◆ **Instructions to follow**
Copy out all of the material below word for word.
# START OF Records for processing
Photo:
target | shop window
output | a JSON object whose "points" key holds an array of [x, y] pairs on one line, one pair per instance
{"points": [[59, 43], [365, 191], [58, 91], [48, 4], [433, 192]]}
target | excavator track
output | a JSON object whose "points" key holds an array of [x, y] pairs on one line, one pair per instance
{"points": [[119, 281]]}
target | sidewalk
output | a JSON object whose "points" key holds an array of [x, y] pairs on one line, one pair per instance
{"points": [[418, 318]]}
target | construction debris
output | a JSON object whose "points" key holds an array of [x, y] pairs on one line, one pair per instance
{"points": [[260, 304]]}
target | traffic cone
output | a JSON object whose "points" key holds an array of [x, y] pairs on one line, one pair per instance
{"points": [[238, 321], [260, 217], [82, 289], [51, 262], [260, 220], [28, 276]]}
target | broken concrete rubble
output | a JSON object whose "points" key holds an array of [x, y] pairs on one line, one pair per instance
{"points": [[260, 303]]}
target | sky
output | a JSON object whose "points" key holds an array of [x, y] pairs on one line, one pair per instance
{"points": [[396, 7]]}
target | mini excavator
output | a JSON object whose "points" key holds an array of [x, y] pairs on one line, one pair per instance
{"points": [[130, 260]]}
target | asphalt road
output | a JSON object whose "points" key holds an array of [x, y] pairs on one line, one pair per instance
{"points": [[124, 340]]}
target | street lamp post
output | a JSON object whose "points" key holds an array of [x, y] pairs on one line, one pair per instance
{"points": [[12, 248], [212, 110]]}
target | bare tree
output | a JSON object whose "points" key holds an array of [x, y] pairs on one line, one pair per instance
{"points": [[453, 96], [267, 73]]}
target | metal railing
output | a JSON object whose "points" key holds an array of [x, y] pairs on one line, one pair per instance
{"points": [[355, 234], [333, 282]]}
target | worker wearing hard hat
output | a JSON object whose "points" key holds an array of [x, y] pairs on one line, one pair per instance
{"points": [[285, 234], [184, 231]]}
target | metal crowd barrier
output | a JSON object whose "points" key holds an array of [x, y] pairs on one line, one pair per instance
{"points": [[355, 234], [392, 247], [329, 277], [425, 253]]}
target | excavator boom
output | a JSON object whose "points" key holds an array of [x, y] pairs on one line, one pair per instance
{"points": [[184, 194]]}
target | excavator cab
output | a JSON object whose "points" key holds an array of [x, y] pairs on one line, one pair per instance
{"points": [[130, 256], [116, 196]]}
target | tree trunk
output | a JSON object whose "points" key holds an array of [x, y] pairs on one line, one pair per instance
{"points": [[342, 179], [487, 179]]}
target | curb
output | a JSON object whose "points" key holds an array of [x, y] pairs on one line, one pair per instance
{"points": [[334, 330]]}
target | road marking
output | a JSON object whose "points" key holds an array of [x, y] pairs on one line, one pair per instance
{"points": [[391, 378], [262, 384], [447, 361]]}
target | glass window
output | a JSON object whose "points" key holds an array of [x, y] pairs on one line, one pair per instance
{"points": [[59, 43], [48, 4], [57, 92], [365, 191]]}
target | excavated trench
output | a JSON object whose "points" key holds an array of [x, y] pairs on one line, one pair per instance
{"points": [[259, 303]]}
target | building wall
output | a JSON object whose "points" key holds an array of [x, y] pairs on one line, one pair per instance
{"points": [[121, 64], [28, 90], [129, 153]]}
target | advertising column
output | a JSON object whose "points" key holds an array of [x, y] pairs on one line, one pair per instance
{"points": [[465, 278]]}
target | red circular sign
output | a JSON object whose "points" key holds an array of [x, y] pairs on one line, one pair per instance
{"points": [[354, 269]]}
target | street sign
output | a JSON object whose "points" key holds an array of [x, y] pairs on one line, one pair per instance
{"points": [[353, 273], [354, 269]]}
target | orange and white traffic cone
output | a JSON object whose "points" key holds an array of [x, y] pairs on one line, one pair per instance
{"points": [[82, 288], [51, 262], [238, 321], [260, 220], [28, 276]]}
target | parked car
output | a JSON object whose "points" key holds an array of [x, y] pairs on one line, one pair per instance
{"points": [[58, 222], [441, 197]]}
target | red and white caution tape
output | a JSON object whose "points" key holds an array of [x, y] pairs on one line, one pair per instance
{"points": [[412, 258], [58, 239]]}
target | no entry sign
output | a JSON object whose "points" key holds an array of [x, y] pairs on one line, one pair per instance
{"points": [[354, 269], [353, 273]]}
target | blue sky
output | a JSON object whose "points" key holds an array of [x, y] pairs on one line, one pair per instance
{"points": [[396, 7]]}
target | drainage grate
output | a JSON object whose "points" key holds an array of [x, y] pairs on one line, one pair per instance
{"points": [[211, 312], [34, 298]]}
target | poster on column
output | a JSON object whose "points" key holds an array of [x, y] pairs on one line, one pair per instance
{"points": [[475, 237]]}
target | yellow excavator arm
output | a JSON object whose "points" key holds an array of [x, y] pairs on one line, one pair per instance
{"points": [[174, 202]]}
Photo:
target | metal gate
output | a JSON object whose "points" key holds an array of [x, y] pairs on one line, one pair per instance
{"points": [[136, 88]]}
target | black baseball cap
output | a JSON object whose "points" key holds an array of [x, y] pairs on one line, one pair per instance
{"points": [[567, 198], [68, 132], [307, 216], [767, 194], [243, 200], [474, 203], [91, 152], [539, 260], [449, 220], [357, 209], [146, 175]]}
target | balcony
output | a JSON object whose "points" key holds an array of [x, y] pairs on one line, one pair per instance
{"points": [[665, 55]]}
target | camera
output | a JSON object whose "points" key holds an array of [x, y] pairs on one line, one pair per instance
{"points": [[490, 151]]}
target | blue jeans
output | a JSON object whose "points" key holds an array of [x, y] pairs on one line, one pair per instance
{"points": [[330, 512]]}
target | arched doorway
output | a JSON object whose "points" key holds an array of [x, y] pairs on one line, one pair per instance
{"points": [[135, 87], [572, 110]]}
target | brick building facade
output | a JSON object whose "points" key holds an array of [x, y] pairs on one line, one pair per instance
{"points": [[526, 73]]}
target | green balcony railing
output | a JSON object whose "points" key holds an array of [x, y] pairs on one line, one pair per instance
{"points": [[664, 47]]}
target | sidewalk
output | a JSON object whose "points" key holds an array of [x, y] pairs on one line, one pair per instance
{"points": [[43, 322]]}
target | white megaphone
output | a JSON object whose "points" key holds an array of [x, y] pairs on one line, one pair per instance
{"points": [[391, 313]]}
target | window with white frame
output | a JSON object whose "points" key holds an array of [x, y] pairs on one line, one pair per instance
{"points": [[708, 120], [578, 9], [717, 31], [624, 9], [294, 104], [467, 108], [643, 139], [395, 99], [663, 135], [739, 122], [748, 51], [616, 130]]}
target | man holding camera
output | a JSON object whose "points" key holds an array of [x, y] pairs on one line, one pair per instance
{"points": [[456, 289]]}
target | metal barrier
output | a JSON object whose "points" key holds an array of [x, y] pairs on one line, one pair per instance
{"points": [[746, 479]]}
# END OF Records for processing
◆ **Task solution**
Photo:
target | shop window
output | a JSON object whose "points" key holds an array of [x, y] pairs on one line, one pair per instance
{"points": [[59, 43], [365, 191], [58, 91], [48, 4], [433, 192]]}
target | excavator track
output | a JSON object whose "points" key holds an array of [x, y] pairs on one line, one pair per instance
{"points": [[119, 281]]}
target | sidewalk
output | a JSON object whose "points" key holds an array of [x, y] pairs on one line, one pair per instance
{"points": [[418, 318]]}
target | construction debris
output | a JSON object whose "points" key holds an array of [x, y] pairs on one line, one pair per instance
{"points": [[260, 304]]}
target | traffic cone
output | a JSON object whose "points" key holds an array of [x, y] pairs on one line, one pair per instance
{"points": [[238, 321], [260, 217], [82, 289], [51, 262], [260, 220], [28, 276]]}
target | broken concrete rubble
output | a JSON object whose "points" key holds an array of [x, y] pairs on one line, one pair per instance
{"points": [[260, 303]]}
target | sky
output | a JSON object whose "points" key holds an array of [x, y] pairs on one line, one pair per instance
{"points": [[396, 7]]}
target | mini excavator
output | a JSON object whose "points" key holds an array of [x, y] pairs on one line, one pair per instance
{"points": [[130, 260]]}
target | asphalt road
output | a JSON object whose "points" key holds an array of [x, y] pairs on one line, one pair per instance
{"points": [[124, 340]]}
target | street lamp post
output | a JSON object whose "points" key holds an array of [x, y] pairs on one line, one pair per instance
{"points": [[12, 248], [212, 110]]}
target | bare tree
output | a JSON object whose "points" key holds an array of [x, y] pairs on one line, one pair per instance
{"points": [[453, 96], [267, 73]]}
target | metal railing
output | a JSON object whose "points" key holds an array of [x, y] pairs on one line, one pair per instance
{"points": [[355, 234], [333, 282]]}
target | worker wearing hard hat
output | a JSON object whose "points" key holds an array of [x, y] pairs on one line, one pair per instance
{"points": [[285, 234], [184, 231]]}
target | metal crowd barrier
output | a JSON object whose "points" key holds an array of [x, y] pairs on one line, one pair per instance
{"points": [[355, 234], [392, 247], [329, 277], [425, 253]]}
target | excavator boom
output | a JSON object whose "points" key holds an array of [x, y] pairs on one line, one pair per instance
{"points": [[184, 194]]}
target | excavator cab
output | a JSON object whose "points" key holds an array of [x, y] pairs on one line, one pair per instance
{"points": [[130, 256], [116, 196]]}
target | tree trunk
output | a JSON object whose "points" key holds an array of [x, y] pairs on one line, one pair per instance
{"points": [[342, 179], [487, 179]]}
target | curb
output | a JSON object whose "points" key holds an array of [x, y] pairs on one line, one pair per instance
{"points": [[334, 330]]}
target | road marking
output | a JSON object whose "points" key holds an array of [x, y] pairs on one line, one pair per instance
{"points": [[391, 378], [262, 384], [447, 361]]}
target | glass window
output | a JSON object whose "points" key holds an array of [x, y] pairs on one line, one pair per instance
{"points": [[59, 43], [48, 4], [57, 92], [365, 191]]}
target | excavated trench
output | a JSON object whose "points" key holds an array of [x, y] pairs on one line, one pair per instance
{"points": [[259, 303]]}
target | building wall
output | a JSON object whose "points" key holds an array of [x, y] pairs on one line, one pair per instance
{"points": [[121, 64], [28, 90], [129, 153]]}
target | advertising column
output | a JSON object whose "points" key holds an array of [x, y] pairs on one line, one pair per instance
{"points": [[465, 278]]}
target | red circular sign
output | a JSON object whose "points" key holds an array of [x, y] pairs on one line, one pair per instance
{"points": [[354, 269]]}
target | street sign
output | a JSON object whose "points" key holds an array of [x, y] pairs on one line, one pair per instance
{"points": [[353, 273], [354, 269]]}
target | orange and white traffic cone
output | a JSON object whose "points" key holds an array of [x, y] pairs on one line, one pair per instance
{"points": [[82, 288], [51, 262], [238, 321], [260, 220], [28, 276]]}
target | parked car
output | a JSON object whose "points" key holds an array of [x, y] pairs on one line, one pair per instance
{"points": [[58, 222], [441, 197]]}
target | red and white caution tape
output | a JSON object whose "points" key holds an array of [x, y] pairs on one line, one pair per instance
{"points": [[412, 258], [58, 239]]}
target | no entry sign
output | a JSON object whose "points" key holds an array of [x, y] pairs on one line, one pair per instance
{"points": [[354, 269], [353, 273]]}
target | blue sky
output | a JSON object whose "points" key holds an array of [x, y] pairs on one line, one pair per instance
{"points": [[396, 7]]}
target | drainage grate
output | a JSON object whose "points" key holds an array of [x, y] pairs on one line, one pair per instance
{"points": [[211, 312], [34, 298]]}
target | poster on column
output | a JSON object whose "points" key holds an array of [x, y] pairs on one line, one pair per instance
{"points": [[475, 237]]}
target | yellow excavator arm
output | a JSON object whose "points" key holds an array of [x, y] pairs on one line, one pair per instance
{"points": [[174, 202]]}
Photo:
target | metal gate
output | a JSON object whose "points" key holds an array of [x, y] pairs on one line, one pair per instance
{"points": [[136, 88]]}
target | black baseball cap
output | a JSON object whose "points" key holds an array of [x, y] pairs on one line, one pair per instance
{"points": [[567, 198], [68, 132], [307, 216], [767, 194], [243, 200], [474, 203], [91, 152], [539, 260], [449, 220], [357, 209], [146, 175]]}
target | balcony
output | a JSON object whose "points" key holds an array of [x, y] pairs on one line, one pair per instance
{"points": [[665, 55]]}
target | camera
output | a JSON object whose "points" key holds an array of [x, y] pairs on one line, one pair per instance
{"points": [[490, 151]]}
target | blue jeans
output | a JSON object whose "points" key holds an array of [x, y] pairs on one line, one pair per instance
{"points": [[330, 512]]}
target | arched doorway
output | a JSON object whose "points" key holds an array of [x, y] pairs on one line, one pair per instance
{"points": [[135, 87], [572, 110]]}
target | brick building facade
output | a JSON object whose "points" key holds an array of [x, y] pairs on one line, one pair per instance
{"points": [[526, 73]]}
target | green balcony railing
output | a JSON object whose "points" key holds an array of [x, y] pairs on one line, one pair per instance
{"points": [[664, 47]]}
target | sidewalk
output | a JSON object whose "points" key holds an array of [x, y] pairs on one line, one pair per instance
{"points": [[43, 322]]}
target | white megaphone
output | a JSON object whose "points" key holds an array of [x, y] pairs on one line, one pair per instance
{"points": [[391, 313]]}
target | window with white frame
output | a JSON object whose "points" key holds an array of [x, y] pairs on one line, one pair per instance
{"points": [[708, 120], [578, 9], [717, 31], [624, 9], [294, 104], [467, 108], [643, 139], [395, 99], [663, 135], [739, 122], [748, 51], [616, 130]]}
target | man holding camera
output | a JSON object whose "points" key holds an array of [x, y] pairs on one line, one pair per instance
{"points": [[456, 289]]}
target | metal barrier
output | a JSON object whose "points" key holds an array of [x, y] pairs on one line, one pair per instance
{"points": [[746, 479]]}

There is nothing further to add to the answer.